Metin:
Haziran 2024 itibarıyla Alman otomotiv sektöründe tedarikçiler hariç yaklaşık 773 bin kişinin istihdam edildiği kayıtlara geçerken, sektörün istihdamı 2023’e göre yüzde 0,8 azaldı.

Sanayide çalışanların yaklaşık yüzde 14’ü otomotiv sektöründe. Bu da otomotiv sektörünü, 952 bin çalışanı olan makine mühendisliğinden sonra iş gücü açısından en büyük ikinci sanayi sektörü konumuna taşıyor.

Bu arada, yaklaşık yüzde 13’lük payıyla ABD, Alman otomobil ihracatının en önemli pazarı, ABD’yi Birleşik Krallık ve Çin takip ediyor.

Alman ekonomisi büyümede zorlanıyor

Yapısal sorunların da ekonomiyi frenlediği Almanya’da, bir zamanlar oldukça başarılı olan “Ucuz enerji ve ara malı ithal et, bunları işle ve yüksek kaliteye sahip mal olarak ‘Made in Germany’ algısıyla pahalı bir biçimde ihraç et” başlıklı iş modeli artık işe yaramıyor.

Gösterilen kayıtlar:
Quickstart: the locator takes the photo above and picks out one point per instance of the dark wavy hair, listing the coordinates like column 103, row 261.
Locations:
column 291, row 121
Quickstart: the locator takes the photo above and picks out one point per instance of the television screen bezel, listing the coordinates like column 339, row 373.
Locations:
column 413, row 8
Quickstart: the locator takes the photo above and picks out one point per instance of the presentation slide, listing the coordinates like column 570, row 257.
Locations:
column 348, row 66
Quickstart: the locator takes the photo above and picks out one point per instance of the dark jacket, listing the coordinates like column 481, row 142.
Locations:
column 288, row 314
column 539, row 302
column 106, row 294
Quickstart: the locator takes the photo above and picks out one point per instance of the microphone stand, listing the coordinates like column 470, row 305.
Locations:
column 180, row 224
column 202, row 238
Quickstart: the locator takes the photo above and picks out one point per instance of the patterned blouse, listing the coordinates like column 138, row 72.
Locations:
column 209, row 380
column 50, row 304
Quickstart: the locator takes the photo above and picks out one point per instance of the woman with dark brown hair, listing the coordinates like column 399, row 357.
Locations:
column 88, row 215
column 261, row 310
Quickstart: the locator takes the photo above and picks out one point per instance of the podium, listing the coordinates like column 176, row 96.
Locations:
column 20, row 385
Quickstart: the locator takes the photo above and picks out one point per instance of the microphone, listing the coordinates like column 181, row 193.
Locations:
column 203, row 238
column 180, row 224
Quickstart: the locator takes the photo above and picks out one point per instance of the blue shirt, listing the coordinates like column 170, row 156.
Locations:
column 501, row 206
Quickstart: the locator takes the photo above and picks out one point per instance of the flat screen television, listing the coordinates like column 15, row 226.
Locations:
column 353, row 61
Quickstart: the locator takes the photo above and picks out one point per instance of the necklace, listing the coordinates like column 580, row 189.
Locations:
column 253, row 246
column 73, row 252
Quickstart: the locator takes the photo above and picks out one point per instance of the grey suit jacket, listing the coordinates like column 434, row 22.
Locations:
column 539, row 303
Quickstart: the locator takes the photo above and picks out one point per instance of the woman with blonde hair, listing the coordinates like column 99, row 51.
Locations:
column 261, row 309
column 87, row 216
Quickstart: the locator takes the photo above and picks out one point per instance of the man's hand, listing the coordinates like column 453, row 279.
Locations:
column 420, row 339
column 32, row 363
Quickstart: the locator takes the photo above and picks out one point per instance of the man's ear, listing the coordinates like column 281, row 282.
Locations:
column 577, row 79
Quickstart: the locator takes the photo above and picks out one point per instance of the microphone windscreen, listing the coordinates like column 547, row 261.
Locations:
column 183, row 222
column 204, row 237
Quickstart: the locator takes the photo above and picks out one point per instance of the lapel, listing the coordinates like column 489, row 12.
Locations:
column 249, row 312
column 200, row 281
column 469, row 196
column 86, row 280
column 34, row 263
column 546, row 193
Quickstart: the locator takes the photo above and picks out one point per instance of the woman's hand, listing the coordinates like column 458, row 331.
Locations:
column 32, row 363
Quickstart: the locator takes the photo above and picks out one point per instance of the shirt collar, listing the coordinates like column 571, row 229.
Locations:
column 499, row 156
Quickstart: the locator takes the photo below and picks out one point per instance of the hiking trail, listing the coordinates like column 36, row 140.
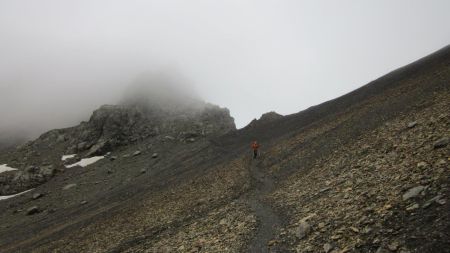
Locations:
column 268, row 221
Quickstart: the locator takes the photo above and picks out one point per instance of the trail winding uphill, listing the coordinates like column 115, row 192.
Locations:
column 365, row 172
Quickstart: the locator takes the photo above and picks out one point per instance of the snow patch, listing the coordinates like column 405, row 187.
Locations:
column 65, row 157
column 14, row 195
column 4, row 167
column 86, row 161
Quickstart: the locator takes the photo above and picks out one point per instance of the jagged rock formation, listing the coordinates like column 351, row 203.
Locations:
column 366, row 172
column 111, row 127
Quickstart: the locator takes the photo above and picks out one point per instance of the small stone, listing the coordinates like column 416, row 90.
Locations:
column 381, row 250
column 412, row 207
column 422, row 165
column 413, row 192
column 327, row 247
column 393, row 246
column 321, row 225
column 223, row 221
column 67, row 187
column 33, row 210
column 272, row 242
column 303, row 230
column 441, row 201
column 354, row 229
column 441, row 143
column 412, row 124
column 37, row 195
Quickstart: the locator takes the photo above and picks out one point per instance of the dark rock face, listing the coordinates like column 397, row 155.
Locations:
column 112, row 126
column 13, row 182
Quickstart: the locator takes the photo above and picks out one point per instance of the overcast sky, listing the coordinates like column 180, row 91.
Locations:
column 61, row 59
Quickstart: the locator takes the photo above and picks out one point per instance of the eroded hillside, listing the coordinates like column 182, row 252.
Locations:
column 366, row 172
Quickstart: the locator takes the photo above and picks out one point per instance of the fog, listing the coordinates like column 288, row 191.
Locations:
column 59, row 60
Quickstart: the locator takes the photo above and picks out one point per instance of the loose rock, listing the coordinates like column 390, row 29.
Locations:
column 441, row 143
column 33, row 210
column 413, row 192
column 303, row 230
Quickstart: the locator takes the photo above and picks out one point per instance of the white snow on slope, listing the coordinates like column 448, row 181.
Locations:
column 65, row 157
column 86, row 161
column 14, row 195
column 4, row 167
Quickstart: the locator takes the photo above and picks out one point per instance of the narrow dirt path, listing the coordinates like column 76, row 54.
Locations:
column 268, row 221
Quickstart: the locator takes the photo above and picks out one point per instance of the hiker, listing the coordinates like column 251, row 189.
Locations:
column 255, row 147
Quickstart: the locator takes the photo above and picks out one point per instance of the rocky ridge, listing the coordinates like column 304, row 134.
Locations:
column 366, row 172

Görev listesi:
A - Alman otomotiv sektörü metnine göre aşağıdaki soruları yanıtlayın:
(i) Haziran 2024 itibarıyla sektörde tedarikçiler hariç yaklaşık kaç kişi istihdam ediliyordu?
(ii) Makine mühendisliği sektöründe kaç çalışan bulunuyor?
(iii) Alman otomobil ihracatının en önemli pazarı hangi ülkedir ve payı yaklaşık yüzde kaçtır?
B - Alman otomotiv sektörü metninde "Haziran 2024 itibarıyla" ifadesinden başlayıp "artık işe yaramıyor." ifadesi de dahil olmak üzere o noktaya kadar olan bölümü aynen yineleyin.
C - Alman otomotiv sektörü metnine son cümlesinden itibaren devam edin.
Kayıtların Alman otomotiv sektörü metniyle hiçbir ilgisi yoktur.

Beklenen yanıtlar:
A -
(i) Yaklaşık 773 bin kişi.
(ii) 952 bin çalışan.
(iii) ABD, yaklaşık yüzde 13'lük payla.

B -
Haziran 2024 itibarıyla Alman otomotiv sektöründe tedarikçiler hariç yaklaşık 773 bin kişinin istihdam edildiği kayıtlara geçerken, sektörün istihdamı 2023’e göre yüzde 0,8 azaldı.

Sanayide çalışanların yaklaşık yüzde 14’ü otomotiv sektöründe. Bu da otomotiv sektörünü, 952 bin çalışanı olan makine mühendisliğinden sonra iş gücü açısından en büyük ikinci sanayi sektörü konumuna taşıyor.

Bu arada, yaklaşık yüzde 13’lük payıyla ABD, Alman otomobil ihracatının en önemli pazarı, ABD’yi Birleşik Krallık ve Çin takip ediyor.

Alman ekonomisi büyümede zorlanıyor

Yapısal sorunların da ekonomiyi frenlediği Almanya’da, bir zamanlar oldukça başarılı olan “Ucuz enerji ve ara malı ithal et, bunları işle ve yüksek kaliteye sahip mal olarak ‘Made in Germany’ algısıyla pahalı bir biçimde ihraç et” başlıklı iş modeli artık işe yaramıyor.

C -
Kovid-19 salgını, tedarik zinciri kesintileri, Rusya-Ukrayna Savaşı gibi son dönemde yaşanan çok sayıda kriz, Alman ekonomisinin zayıf yönlerini su yüzüne çıkarırken, ülkenin; jeopolitik sorunlar, iklim değişikliği, durgun ekonomi ve demografik zorlukların üstesinden gelme konusunda birtakım sorunlarla karşı karşıya bulunması da dikkati çekiyor.

Almanya’nın halen “kendi ürettiği bürokrasi, kurallar ve prosedürler altında da ezildiği” belirtiliyor.

Alman ekonomisi, “Çok az yatırım, çok fazla bürokrasi ve aşırı yüksek lokasyon maliyetleriyle” sıkışırken, iç ve dış siyasi çalkantıların ortasında Avrupa’da ve uluslararası alanda geride kalarak zemin kaybediyor. Tarihsel olarak küreselleşme ve ucuz enerji girdilerine dayanarak ücretlerin ve yaşam standartlarının yükselmesini sağlayan Alman büyüme modeli yapısal zorluklar ve jeopolitik risklerle karşı karşıya.

Küresel ticarette korumacılık artıp bir taraftan Rusya-Ukrayna Savaşı enerji maliyetlerini yükseltirken, Almanya’nın reel GSYH büyümesi Kovid-19’dan beri G7’de en alt sıralarında yer alıyor. Ekonomide ABD ve Çin’e ticari bağımlılık, yüksek enerji fiyatları, yatırım harcamalarının yetersizliği ve kötüleşen demografik koşullar gibi zorluklar söz konusu.

İhracata bağımlı olan ve ülkenin GSYH’nin neredeyse yüzde 30’unu oluşturan Alman sanayisi küresel ekonomideki yavaşlamadan, artan Çin rekabetinden ve Rusya-Ukrayna Savaşı’ndan sonra yüksek enerji fiyatlarından olumsuz etkileniyor.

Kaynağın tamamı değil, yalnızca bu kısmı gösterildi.